Assignment ▸
Proceed with the creamed spinach passage, picking up right after its final sentence.

== Passage for review

This Creamed Spinach is a decadent and rich side dish that combines fresh spinach with a creamy sauce and is the perfect addition to a romantic dinner.
I have always loved spinach. I think my love affair with this mild yet incredibly healthy dark leafy greens started because of Popeye. I kid you not. When he squeezed that can of spinach (can you even buy spinach in a can?) into his mouth, it always looked so freakin’ delicious. I don’t remember eating much fresh spinach when I was a kid, but we ate a lot of frozen spinach. I remember cooking up pretty large quantities and enjoying it on my plate with some butter and salt. I’m pretty sure my love of spinach is why I’m still alive today and cancer free (so far) despite the vast amount of processed foods we ate growing up. Pretty much everyone my age did because I don’t think anyone realized how toxic those Hungry Man TV dinners were. Oh, I used to love those.
From time to time we would get frozen creamed spinach too. I remember loving it. I’m pretty sure that if I tasted the same stuff today, I would think it was disgusting. This creamed spinach I made for this post is drastically different than the frozen stuff I ate as a kid too. No, this is the real thing. The kind of rich and creamy side you’d see at a fancy and very expensive steak house. Its the ultimate combination of good versus bad, healthy versus naughty, good for your heart versus bad for your arteries. But it is oh so good.

====
== Record extracts

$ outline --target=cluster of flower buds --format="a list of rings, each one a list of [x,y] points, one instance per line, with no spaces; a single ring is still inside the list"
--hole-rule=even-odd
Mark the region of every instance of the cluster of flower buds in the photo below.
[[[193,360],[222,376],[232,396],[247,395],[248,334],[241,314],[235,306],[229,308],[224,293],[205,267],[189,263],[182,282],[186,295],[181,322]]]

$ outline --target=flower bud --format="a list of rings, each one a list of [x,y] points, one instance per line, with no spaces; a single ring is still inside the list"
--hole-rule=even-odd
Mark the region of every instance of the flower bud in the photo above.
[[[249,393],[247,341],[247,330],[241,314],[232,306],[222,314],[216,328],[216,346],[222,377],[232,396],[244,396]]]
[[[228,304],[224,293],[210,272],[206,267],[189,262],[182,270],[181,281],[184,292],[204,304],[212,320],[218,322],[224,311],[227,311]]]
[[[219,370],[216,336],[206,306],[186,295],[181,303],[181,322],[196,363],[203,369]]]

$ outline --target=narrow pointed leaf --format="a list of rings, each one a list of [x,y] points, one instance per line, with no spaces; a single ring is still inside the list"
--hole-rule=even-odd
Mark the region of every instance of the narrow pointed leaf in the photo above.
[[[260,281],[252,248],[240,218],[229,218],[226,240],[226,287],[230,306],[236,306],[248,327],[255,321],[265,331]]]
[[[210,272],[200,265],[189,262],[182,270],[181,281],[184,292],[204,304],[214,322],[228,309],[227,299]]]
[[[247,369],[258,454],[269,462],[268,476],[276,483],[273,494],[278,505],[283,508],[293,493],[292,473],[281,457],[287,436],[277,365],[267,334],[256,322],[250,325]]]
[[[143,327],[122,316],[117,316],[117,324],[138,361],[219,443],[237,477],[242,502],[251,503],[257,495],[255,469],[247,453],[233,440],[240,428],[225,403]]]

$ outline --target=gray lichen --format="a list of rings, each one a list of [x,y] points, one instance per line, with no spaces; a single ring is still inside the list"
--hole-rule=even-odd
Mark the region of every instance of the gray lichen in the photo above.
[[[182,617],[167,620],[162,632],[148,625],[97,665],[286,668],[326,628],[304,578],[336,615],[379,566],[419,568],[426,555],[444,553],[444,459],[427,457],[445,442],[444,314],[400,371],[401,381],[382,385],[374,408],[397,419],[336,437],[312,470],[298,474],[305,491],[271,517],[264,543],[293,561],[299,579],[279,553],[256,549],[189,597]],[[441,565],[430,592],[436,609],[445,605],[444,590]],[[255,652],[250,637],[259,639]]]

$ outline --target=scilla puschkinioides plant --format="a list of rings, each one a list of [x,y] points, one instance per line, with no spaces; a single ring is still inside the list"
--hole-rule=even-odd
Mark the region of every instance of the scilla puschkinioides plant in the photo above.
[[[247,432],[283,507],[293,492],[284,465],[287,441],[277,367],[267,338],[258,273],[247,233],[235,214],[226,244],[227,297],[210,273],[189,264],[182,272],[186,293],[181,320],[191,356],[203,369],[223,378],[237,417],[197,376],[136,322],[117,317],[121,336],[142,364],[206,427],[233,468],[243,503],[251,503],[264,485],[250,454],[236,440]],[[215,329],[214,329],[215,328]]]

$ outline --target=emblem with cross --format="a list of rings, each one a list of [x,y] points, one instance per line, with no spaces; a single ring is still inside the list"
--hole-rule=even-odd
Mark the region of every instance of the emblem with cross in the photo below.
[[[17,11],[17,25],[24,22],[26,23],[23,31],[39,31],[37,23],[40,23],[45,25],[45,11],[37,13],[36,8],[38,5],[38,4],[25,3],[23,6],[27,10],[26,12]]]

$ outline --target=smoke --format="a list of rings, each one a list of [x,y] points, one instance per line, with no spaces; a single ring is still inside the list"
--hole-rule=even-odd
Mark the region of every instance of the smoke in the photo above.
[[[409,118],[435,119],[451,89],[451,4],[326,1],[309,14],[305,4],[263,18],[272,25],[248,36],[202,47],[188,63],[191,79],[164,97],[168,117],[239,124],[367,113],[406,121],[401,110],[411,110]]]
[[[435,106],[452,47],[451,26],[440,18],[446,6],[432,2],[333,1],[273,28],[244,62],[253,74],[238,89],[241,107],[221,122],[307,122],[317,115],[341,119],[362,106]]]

====

Output of the exercise ▸
- 10 ounce package baby spinach washed
- 1 Tbs salted butter
- 2 shallots diced
- 2 cloves garlic minced
- 1 Tbs all purpose flour
- 1/2 cup milk
- 1/2 cup heavy cream
- 1/4 cup grated parmesan cheese
- 1/2 tsp white pepper
- dash of nutmeg
- salt to taste
- In a medium saucepan, boil about a half inch of water. Add the spinach and cover. Allow to cook only until all the spinach has wilted, about a minute, then transfer to a bowl of ice water. Drain the spinach and squeeze out as much liquid as possible. Roughly chop the blanched spinach and set aside.
- In a large pan over medium high heat, melt the butter and cook the shallots until fragrant, about 2 minutes. Add the garlic, stir, and cook for another minute.
- Reduce the heat to medium, add the flour, stir, and allow to cook for about 2-3 minutes. Whisk in the milk and the heavy cream and stir until the mixture thickens. Remove from heat and stir in parmesan and chopped spinach. Season with white pepper, nutmeg, and salt. Serve immediately.